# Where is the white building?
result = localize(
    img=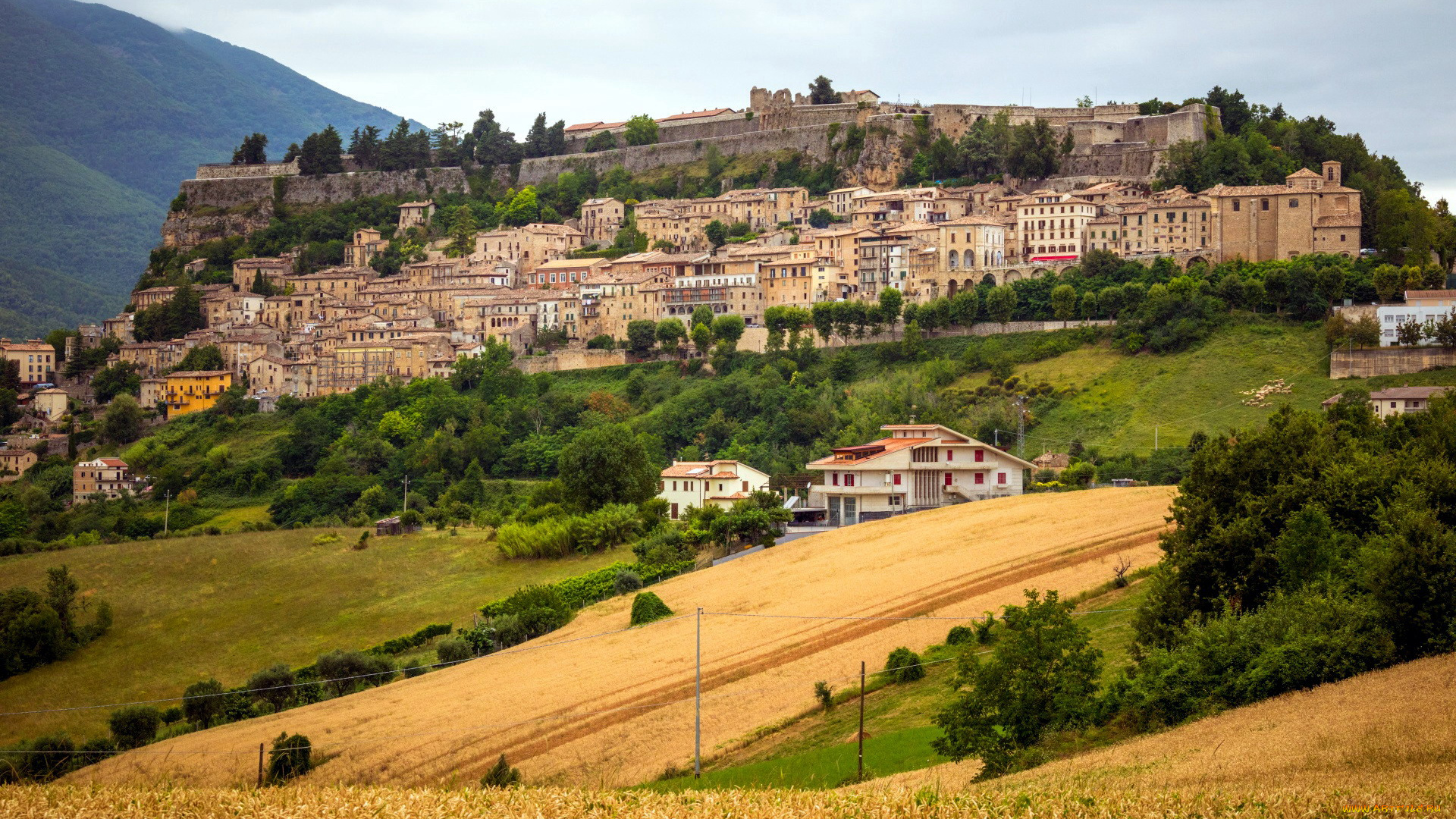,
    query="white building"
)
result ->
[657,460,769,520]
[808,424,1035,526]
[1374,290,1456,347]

· · · · ·

◆ **What the exercise asks**
How many of the lines above contain the word "white"? Reply with the number alone.

◆ **Task solution**
2